» **How to complete this task**
Carry on the piece about the Balar family's Service Foods business from its last sentence.

» **Text block**
For many Christchurch businesses, growth begins with a shopfront, a family willing to work long hours, and a simple promise to customers: turn up, deliver well, and keep going.
For the Balar family, that promise became the foundation of one of New Zealand's largest food distribution businesses.
Service Foods, now a national name in food supply, traces its beginning back to a small Christchurch corner grocer bought by Stan and Vicki Balar after they immigrated to New Zealand. What started as a local fresh produce business grew through customer relationships, long days, and a practical understanding of what hospitality operators needed most: reliable supply, fair service, and people who understood the pressure of running a food business.
Decades later, the family story has become a Christchurch business case study. In June 2026, the Family Business Association hosted a "Meet the Owner" event at Service Foods in Woolston, giving Christchurch's family business community a behind-the-scenes look at how the Balar family built the company from a corner grocer into one of the country's major food distribution operations. The event featured Aneil Balar and Richard Campbell sharing the company's growth story at the Service Foods site on Cumnor Terrace.

Recorded data:

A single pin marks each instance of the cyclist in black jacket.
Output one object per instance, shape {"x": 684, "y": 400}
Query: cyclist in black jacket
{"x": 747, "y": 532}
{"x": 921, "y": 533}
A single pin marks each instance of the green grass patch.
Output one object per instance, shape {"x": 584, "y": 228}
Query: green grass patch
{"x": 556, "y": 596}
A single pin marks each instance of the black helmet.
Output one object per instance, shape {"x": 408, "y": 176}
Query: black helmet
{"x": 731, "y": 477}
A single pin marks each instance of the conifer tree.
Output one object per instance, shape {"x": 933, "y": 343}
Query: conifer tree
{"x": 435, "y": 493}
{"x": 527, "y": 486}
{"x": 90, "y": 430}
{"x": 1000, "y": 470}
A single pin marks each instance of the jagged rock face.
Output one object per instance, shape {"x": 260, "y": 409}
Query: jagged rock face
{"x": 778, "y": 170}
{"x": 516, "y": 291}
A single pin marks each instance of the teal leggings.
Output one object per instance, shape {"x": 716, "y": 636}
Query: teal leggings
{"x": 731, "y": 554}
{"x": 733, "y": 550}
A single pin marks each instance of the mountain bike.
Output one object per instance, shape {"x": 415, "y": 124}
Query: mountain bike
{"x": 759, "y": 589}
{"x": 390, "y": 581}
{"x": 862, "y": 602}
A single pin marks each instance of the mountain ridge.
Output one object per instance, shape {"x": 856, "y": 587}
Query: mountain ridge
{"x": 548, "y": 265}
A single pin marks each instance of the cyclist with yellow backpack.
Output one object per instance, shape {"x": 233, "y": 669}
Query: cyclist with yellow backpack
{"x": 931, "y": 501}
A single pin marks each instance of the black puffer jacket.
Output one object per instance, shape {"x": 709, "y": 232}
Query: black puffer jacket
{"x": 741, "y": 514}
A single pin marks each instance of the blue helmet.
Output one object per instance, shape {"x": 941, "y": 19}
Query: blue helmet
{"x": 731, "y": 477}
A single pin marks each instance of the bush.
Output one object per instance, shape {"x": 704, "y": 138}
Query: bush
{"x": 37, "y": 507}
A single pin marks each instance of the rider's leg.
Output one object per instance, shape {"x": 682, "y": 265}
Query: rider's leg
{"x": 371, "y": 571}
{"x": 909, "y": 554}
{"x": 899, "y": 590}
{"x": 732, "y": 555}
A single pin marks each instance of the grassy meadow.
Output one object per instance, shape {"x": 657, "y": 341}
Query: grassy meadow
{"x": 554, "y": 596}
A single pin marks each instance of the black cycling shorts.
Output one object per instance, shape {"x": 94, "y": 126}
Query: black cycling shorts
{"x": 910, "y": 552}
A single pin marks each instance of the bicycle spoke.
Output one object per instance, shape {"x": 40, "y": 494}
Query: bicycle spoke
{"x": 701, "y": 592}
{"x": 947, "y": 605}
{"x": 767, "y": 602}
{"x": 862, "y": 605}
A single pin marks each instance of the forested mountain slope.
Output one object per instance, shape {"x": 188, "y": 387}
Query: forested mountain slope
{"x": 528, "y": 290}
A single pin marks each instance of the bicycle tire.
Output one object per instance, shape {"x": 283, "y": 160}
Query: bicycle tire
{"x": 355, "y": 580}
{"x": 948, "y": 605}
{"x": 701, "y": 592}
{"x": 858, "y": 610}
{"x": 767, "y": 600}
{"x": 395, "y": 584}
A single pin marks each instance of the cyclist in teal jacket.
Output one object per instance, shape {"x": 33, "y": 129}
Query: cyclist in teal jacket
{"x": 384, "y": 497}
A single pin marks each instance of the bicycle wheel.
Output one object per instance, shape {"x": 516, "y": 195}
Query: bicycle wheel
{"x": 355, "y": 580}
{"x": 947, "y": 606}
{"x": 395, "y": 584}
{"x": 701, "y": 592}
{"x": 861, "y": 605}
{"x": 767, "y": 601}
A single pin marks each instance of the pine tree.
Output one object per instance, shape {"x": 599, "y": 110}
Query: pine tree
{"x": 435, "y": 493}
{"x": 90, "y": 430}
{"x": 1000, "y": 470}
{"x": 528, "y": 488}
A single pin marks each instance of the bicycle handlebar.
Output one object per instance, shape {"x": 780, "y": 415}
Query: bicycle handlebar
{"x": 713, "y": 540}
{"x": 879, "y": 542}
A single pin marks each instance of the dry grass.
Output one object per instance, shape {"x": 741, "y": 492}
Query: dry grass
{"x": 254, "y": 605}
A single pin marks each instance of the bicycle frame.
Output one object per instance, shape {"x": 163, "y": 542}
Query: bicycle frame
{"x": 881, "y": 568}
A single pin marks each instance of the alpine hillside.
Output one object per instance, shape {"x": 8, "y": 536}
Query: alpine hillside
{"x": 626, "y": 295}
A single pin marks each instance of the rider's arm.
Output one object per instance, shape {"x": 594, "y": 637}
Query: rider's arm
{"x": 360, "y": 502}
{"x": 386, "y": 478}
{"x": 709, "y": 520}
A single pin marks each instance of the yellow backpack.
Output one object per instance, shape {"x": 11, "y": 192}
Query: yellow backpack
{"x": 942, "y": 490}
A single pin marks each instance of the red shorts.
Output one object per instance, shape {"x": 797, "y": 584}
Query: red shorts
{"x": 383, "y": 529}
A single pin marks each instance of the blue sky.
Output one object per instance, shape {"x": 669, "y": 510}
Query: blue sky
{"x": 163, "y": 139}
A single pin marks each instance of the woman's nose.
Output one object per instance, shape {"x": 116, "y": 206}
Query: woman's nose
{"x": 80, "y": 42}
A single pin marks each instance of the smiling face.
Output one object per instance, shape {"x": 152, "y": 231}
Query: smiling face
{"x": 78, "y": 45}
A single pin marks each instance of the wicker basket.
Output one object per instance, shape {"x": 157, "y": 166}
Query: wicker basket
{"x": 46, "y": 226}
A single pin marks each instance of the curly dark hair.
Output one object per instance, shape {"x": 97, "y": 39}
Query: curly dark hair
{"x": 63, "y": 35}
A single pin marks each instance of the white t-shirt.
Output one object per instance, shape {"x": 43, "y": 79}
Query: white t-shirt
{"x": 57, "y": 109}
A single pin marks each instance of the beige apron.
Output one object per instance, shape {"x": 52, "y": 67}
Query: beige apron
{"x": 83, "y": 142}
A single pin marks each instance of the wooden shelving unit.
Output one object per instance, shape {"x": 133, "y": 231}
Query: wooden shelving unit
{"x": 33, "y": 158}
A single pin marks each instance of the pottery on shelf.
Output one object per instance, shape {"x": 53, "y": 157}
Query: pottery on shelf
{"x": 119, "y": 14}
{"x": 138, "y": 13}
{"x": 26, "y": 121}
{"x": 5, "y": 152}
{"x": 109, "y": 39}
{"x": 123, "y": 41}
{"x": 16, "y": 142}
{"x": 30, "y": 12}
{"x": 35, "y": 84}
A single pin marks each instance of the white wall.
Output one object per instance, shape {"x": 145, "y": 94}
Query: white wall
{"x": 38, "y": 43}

» **Result**
The numbers show the scale of that growth. Service Foods is described by the Family Business Association as operating with more than 800 team members, more than 220 trucks, and 15 branches. Aneil Balar's public professional profile also lists him as Managing Director of Service Foods, employing more than 800 people across 16 branches, with annual revenue above $500 million.
But the most interesting part of the Service Foods story is not just the scale. It is that the business began in Christchurch, in the kind of everyday environment that many founders know well. No giant launch, no instant national footprint, no glossy startup myth. Just a family business that kept expanding from one customer base to the next.
That matters in a city like Christchurch, where family businesses remain part of the economic backbone. The Service Foods story speaks to a type of founder journey that is sometimes overlooked: slow-burn growth built through operations, logistics, and trust.
Food distribution is not the most glamorous industry from the outside. It is early starts, tight margins, transport problems, temperature control, supplier pressure, and customers who need orders to arrive when promised. Yet those are exactly the industries where strong operators can build something enduring.
For Christchurch founders, the Balar family's journey offers a different version of success. It is not just about having a disruptive idea. It is about consistency. It is about building systems before the spotlight arrives. It is about surviving the unglamorous parts of growth long enough to become essential.
From a small grocer to a national food distribution network, Service Foods is now part of New Zealand's wider hospitality and food-service infrastructure. Its Christchurch roots remain central to the story, and its rise is a reminder that some of the country's biggest businesses still begin with a counter, a customer, and a family prepared to back itself.